[What to produce]
Reproduce the data below, swapping every occurrence of "innermost point" for "deepest interior point" and leaving everything else untouched.

[Dataset records]
________________

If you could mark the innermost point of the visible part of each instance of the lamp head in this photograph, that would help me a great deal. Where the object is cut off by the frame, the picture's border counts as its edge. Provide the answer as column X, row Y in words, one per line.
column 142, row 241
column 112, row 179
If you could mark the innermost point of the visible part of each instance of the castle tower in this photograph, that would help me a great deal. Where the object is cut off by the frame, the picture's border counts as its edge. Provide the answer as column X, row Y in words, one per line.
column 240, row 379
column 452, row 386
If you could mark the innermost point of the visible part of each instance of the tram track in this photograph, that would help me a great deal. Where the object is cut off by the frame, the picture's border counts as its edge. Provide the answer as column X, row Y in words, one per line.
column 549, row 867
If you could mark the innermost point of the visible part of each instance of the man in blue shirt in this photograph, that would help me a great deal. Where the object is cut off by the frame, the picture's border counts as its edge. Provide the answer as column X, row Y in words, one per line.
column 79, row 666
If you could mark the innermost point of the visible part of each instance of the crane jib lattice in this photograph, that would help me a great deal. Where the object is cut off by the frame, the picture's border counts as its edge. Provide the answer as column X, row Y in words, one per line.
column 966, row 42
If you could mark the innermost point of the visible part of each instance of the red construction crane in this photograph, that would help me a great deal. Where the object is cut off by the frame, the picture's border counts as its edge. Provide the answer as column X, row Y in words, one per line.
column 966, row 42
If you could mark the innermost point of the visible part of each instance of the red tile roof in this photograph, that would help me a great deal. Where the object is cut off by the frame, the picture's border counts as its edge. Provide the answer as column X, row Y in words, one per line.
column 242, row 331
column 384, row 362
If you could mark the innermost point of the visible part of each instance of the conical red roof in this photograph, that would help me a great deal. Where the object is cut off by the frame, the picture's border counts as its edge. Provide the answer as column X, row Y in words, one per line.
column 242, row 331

________________

[Full response]
If you could mark the deepest interior point of the visible part of each instance of the lamp head in this photograph, that would help me a great deal. Where the object is cut off by the frame, the picture's border counts as its edge. Provide the answer as column X, row Y in words, one per line.
column 142, row 241
column 112, row 179
If you could mark the deepest interior point of the visible part of each instance of the castle tower in this photograph, that would help me a great deal. Where the object is cut off by the frame, the picture's border counts as its edge. Provide the answer as column X, row Y in words, one per line.
column 240, row 379
column 452, row 386
If you could mark the deepest interior point of the visible part of each instance of the tram track in this photograph, that would help me a great deal. Where the object is cut off by the frame, the picture's border counts as its edge. Provide the answer as column X, row Y in words, one per line.
column 549, row 867
If you could mark the deepest interior point of the visible part of each instance of the man in blue shirt in this photograph, that would help me a great deal. Where the object is cut off by the frame, the picture's border counts as its edge. Provide the answer as column X, row Y in words, one per line.
column 79, row 666
If you could mark the deepest interior point of the visible part of each instance of the crane jib lattice in this photograph, that would help me a great deal. Where the object is cut off by the frame, the picture's border counts as its edge. Provide the answer as column X, row Y in words, one per line.
column 966, row 42
If you could mark the deepest interior point of the visible part of each instance of the red construction crane in this photograph, that would help me a great deal. Where the object is cut off by the frame, the picture's border counts as its edge. Provide the answer as column X, row Y in words, one per line.
column 966, row 42
If you could mark the deepest interior point of the visible part of each instance of the red tile roof in this photograph, that would help me a great deal. Where the object is cut off by the frame, the picture's border counts as its edge. Provide the answer as column X, row Y in words, one per line.
column 242, row 331
column 384, row 362
If you could mark the deepest interior point of the visible part of each instance of the conical red roof in this photograph, that would help me a great deal. Where the object is cut off by the frame, the picture's border counts as its edge. Provide the answer as column X, row Y in words, one per line.
column 242, row 331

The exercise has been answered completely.